Problem description:
Please set down every line of the records below exactly, without the pictures.

=== Section Start ===

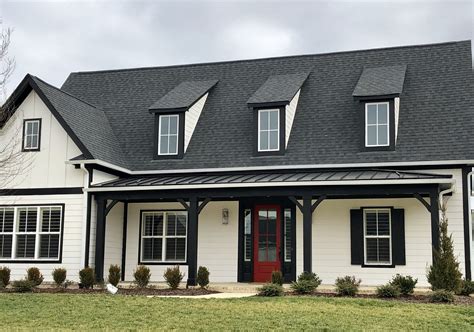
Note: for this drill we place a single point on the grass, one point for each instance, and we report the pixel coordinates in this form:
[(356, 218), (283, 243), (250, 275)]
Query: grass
[(62, 311)]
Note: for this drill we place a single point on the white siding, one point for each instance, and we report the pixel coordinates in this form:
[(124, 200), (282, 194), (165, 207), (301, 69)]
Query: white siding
[(191, 119), (72, 235), (290, 116), (47, 167)]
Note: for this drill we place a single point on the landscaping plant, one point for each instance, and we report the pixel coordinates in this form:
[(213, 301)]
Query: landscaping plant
[(444, 273), (442, 296), (347, 286), (142, 276), (406, 284), (203, 277), (59, 276), (34, 275), (87, 277), (270, 289), (114, 275), (4, 276), (173, 277)]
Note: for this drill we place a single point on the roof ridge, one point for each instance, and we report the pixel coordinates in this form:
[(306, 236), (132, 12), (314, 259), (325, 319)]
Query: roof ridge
[(268, 58), (67, 93)]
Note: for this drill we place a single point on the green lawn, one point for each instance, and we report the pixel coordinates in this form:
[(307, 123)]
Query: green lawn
[(61, 311)]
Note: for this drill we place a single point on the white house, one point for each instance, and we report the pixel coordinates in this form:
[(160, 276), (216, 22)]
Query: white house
[(331, 163)]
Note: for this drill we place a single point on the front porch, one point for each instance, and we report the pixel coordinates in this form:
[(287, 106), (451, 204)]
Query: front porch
[(309, 226)]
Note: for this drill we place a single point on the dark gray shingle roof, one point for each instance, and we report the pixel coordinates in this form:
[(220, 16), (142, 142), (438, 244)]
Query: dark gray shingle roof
[(435, 120), (278, 89), (380, 81), (184, 95)]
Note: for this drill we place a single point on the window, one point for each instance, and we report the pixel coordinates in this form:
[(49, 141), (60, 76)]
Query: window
[(377, 237), (269, 130), (164, 236), (376, 124), (248, 235), (32, 233), (168, 135), (31, 135)]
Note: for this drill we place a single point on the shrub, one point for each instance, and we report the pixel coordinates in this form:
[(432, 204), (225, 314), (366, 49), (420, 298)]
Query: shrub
[(59, 276), (34, 275), (87, 277), (277, 278), (142, 276), (388, 290), (203, 277), (270, 290), (467, 288), (4, 276), (173, 277), (444, 273), (23, 286), (442, 296), (347, 286), (406, 284), (114, 275)]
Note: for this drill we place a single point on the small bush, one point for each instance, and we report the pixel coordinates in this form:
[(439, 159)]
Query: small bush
[(467, 288), (59, 276), (347, 286), (34, 275), (114, 275), (203, 277), (442, 296), (87, 277), (270, 290), (173, 277), (277, 278), (23, 286), (406, 284), (388, 291), (142, 276), (4, 276)]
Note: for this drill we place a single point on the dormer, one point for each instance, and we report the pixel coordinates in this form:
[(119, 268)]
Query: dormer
[(274, 107), (378, 92), (176, 117)]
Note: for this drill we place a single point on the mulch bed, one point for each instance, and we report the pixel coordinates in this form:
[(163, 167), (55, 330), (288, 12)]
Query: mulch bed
[(415, 298), (122, 291)]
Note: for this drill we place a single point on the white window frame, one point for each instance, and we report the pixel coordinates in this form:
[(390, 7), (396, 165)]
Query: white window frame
[(389, 236), (26, 135), (376, 125), (169, 116), (37, 233), (164, 237), (267, 131)]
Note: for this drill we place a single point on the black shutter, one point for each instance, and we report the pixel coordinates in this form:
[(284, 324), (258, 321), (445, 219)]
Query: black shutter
[(398, 237), (357, 237)]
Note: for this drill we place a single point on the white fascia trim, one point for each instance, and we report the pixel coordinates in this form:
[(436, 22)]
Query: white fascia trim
[(266, 168), (273, 184)]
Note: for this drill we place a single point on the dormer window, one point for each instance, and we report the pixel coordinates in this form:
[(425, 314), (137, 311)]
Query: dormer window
[(377, 131), (268, 130)]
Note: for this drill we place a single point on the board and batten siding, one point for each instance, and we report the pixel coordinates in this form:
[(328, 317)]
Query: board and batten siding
[(72, 253), (45, 168)]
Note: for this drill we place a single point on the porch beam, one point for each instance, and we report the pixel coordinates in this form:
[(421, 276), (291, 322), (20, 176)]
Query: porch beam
[(100, 239)]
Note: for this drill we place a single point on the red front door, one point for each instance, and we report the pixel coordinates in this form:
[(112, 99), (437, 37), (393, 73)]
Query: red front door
[(266, 242)]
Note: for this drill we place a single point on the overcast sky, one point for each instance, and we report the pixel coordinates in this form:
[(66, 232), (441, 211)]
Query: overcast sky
[(52, 39)]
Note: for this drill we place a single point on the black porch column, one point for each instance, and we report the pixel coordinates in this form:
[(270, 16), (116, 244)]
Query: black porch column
[(434, 202), (192, 240), (307, 233), (100, 240)]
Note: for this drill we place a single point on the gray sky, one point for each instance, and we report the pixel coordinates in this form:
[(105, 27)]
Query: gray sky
[(52, 39)]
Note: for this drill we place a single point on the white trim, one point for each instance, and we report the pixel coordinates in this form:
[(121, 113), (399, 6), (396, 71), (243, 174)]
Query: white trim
[(274, 184), (377, 124), (269, 130), (279, 167)]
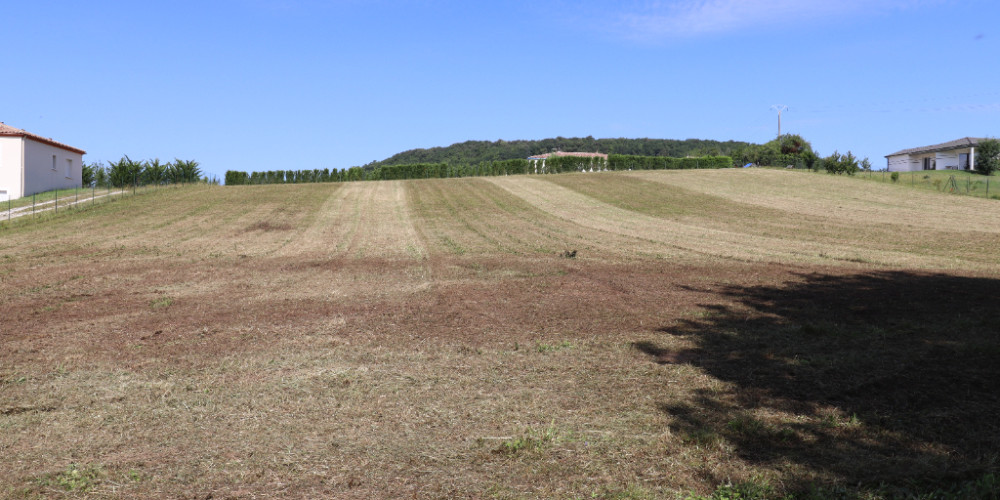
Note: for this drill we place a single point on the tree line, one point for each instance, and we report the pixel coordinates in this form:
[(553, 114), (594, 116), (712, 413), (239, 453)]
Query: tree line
[(792, 150), (129, 172), (518, 166), (476, 152)]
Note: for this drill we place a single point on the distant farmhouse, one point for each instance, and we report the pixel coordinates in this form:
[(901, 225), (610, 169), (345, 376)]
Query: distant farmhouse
[(538, 161), (959, 154), (31, 164)]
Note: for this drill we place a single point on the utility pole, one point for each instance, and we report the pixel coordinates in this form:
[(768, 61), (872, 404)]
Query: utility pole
[(779, 108)]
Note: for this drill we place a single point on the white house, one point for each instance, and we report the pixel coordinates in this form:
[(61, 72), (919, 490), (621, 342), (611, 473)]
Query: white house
[(31, 164), (959, 154)]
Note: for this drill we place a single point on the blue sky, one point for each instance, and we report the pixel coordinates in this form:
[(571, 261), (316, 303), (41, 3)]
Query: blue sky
[(296, 84)]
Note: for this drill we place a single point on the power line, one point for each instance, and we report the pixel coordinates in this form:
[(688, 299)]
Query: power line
[(779, 108)]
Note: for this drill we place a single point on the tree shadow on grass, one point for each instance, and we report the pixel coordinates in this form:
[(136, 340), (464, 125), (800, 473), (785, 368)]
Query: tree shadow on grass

=== Section End ===

Solution to this problem:
Note: for this drill we place a single point on the grass, one point for each instance, and we report the pixel coordinates in this form:
[(356, 218), (283, 243), (250, 275)]
Query: grass
[(62, 311)]
Note: for this drill we place a single point on the white siding, one point for each instance, and we report the pixel coordinates in this form:
[(124, 200), (282, 194), (165, 207), (301, 69)]
Query: white siding
[(191, 119), (72, 235), (290, 116), (47, 167)]
Note: for this drill we place a single point on the landscaping plant, one point for each instance, and we report the pixel coordinates in this form:
[(213, 301)]
Query: landscaping plant
[(444, 273), (442, 296), (347, 286), (142, 276), (406, 284), (203, 277), (59, 276), (34, 275), (87, 277), (270, 289), (114, 275), (4, 276), (173, 277)]
Note: for this drill we place a single point on the roof ridge, one point for each instance, and we report the pixel coordinates in this form:
[(306, 236), (132, 12), (314, 259), (325, 319)]
Query: roof ridge
[(268, 58), (67, 93)]
Note: for this drill we place a single point on the green lawn, one point for each instance, and we report the pixel coordinates in this form:
[(307, 123)]
Query: green lawn
[(61, 311)]
Note: for this drill we place a single point on the white house, one point for each instance, and we report the pixel coordinates in this form:
[(160, 276), (216, 22)]
Query: white house
[(331, 163)]
Note: for this drill we place a single point on the front porch, one point for each instance, and we report the pixel coordinates in this form:
[(287, 106), (451, 204)]
Query: front porch
[(309, 226)]
Note: for this drill we place a single point on the dark gray shingle roof, one point for each instance, and we report the pixel coordinates in this form:
[(220, 16), (142, 142), (438, 244)]
Query: dark gray shingle roof
[(435, 120), (278, 89), (380, 81), (184, 95)]
Note: for this drill we place a single point on the window, one point for each instance, and we report the pixel coordinates in this form:
[(49, 141), (60, 76)]
Query: window
[(377, 237), (269, 130), (164, 236), (376, 124), (248, 235), (32, 233), (168, 135), (31, 135)]
Note: for this drill we place a single point on the shrub, one point for each instance, and we report the pixel coordinates in this form:
[(432, 204), (225, 314), (366, 49), (420, 298)]
Query: shrub
[(59, 276), (34, 275), (87, 277), (277, 278), (142, 276), (388, 290), (203, 277), (270, 290), (467, 288), (4, 276), (173, 277), (444, 273), (23, 286), (442, 296), (347, 286), (406, 284), (114, 275)]
Note: for this drill we place a single point on the small bush, one point for each instance, and we report the pixel coordinates in this form:
[(439, 159)]
Query: small bush
[(467, 288), (59, 276), (347, 286), (34, 275), (114, 275), (203, 277), (442, 296), (87, 277), (270, 290), (173, 277), (277, 278), (23, 286), (406, 284), (388, 291), (142, 276), (4, 276)]
Note: for this drill we place a single point on the dormer, one point for each instance, and we report the pixel coordinates in this form:
[(119, 268)]
Query: dormer
[(274, 107), (378, 92), (176, 117)]
Note: for this drill we place a single point on the mulch bed, one point for each instance, and we report the pixel coordinates in this form:
[(163, 167), (55, 330), (288, 12)]
Query: mulch bed
[(415, 298), (122, 291)]
Note: for this drill we place a single point on the white window frame, one point for each instance, and we report the pixel coordinates in this form:
[(390, 7), (396, 165)]
Query: white window frame
[(389, 236), (26, 135), (376, 125), (169, 116), (37, 233), (164, 237), (267, 131)]
Note: for this drill we place a single point on the black shutter, one point for each instance, and we report the pixel coordinates in this form:
[(284, 324), (258, 321), (445, 219)]
Query: black shutter
[(398, 237), (357, 237)]
Note: for this drill we place a single point on the white fascia trim, one point for each instance, and we report the pixel coordinates in this form:
[(436, 22)]
Query: white fascia trim
[(266, 168), (273, 184)]
Note: for this drill we place a single point on the dormer window, one point for each instance, and we report the pixel coordinates in this form:
[(425, 314), (137, 311)]
Query: dormer window
[(377, 131), (268, 130)]
Note: for this drill we place a single point on the board and batten siding, one point for each instance, and we report the pixel coordinates in this form:
[(328, 317)]
Query: board and batten siding
[(72, 253), (45, 168)]
Note: for this drill we place a single point on the porch beam, one point for each instance, and we report the pixel coordinates in this form:
[(421, 276), (291, 322), (20, 176)]
Query: porch beam
[(100, 239)]
Note: for this drill we place a single point on the red front door, one point for each instance, and we report the pixel coordinates in this form:
[(112, 99), (437, 37), (393, 73)]
Query: red front door
[(266, 242)]
Note: for this drill we place a single point on the overcast sky, one point for each instance, and we report the pixel coordinates in this form:
[(66, 232), (441, 211)]
Query: overcast sky
[(52, 39)]
Note: for this drill we place a single point on the black porch column, one point for each instance, and we report the pixel coordinates in this form:
[(270, 16), (116, 244)]
Query: black porch column
[(434, 202), (192, 240), (307, 233), (100, 240)]
Note: for this drill we place a single point on the gray sky, one point for each instance, and we report the pixel coordinates in this form:
[(105, 27)]
Query: gray sky
[(52, 39)]
Note: for this drill we place a single point on the white trim, one point for each instance, and we report the pixel coordinates in this form:
[(121, 113), (399, 6), (396, 71), (243, 174)]
Query: white trim
[(274, 184), (377, 124), (269, 130), (279, 167)]
Note: for this drill we place a single point on the tree line, one point for each instance, and we report the pixel coordinates in this form:
[(553, 114), (594, 116), (712, 413), (239, 453)]
Query: tree line
[(792, 150), (129, 172), (518, 166), (476, 152)]
Note: for this drill we place a single point on the distant farmhouse, one point for each instance, and we report the pixel coordinates in this form:
[(901, 225), (610, 169), (345, 376)]
Query: distant farmhouse
[(538, 161), (959, 154), (31, 164)]
Note: for this drill we place a single point on the utility pole, one point for each instance, and we report the pixel coordinates in this form:
[(768, 61), (872, 404)]
Query: utility pole
[(779, 108)]
Note: for this drill we place a single point on the white house, one point for each instance, and we report the pixel coordinates in this form:
[(61, 72), (919, 490), (621, 342), (611, 473)]
Query: white house
[(31, 164), (959, 154)]
Note: for this drill we place a single point on the blue sky, one point for each instance, and we report the pixel coordinates in this form:
[(571, 261), (316, 303), (41, 3)]
Query: blue sky
[(296, 84)]
Note: for this drill we place a single point on the power line, one point for each instance, and we report the pixel coordinates in this form:
[(688, 299)]
Query: power line
[(779, 108)]
Note: for this drill we place a single point on the tree shadow on grass, one point for each instance, and we report the pixel coordinates in this form:
[(136, 340), (464, 125), (800, 473), (785, 368)]
Query: tree shadow on grass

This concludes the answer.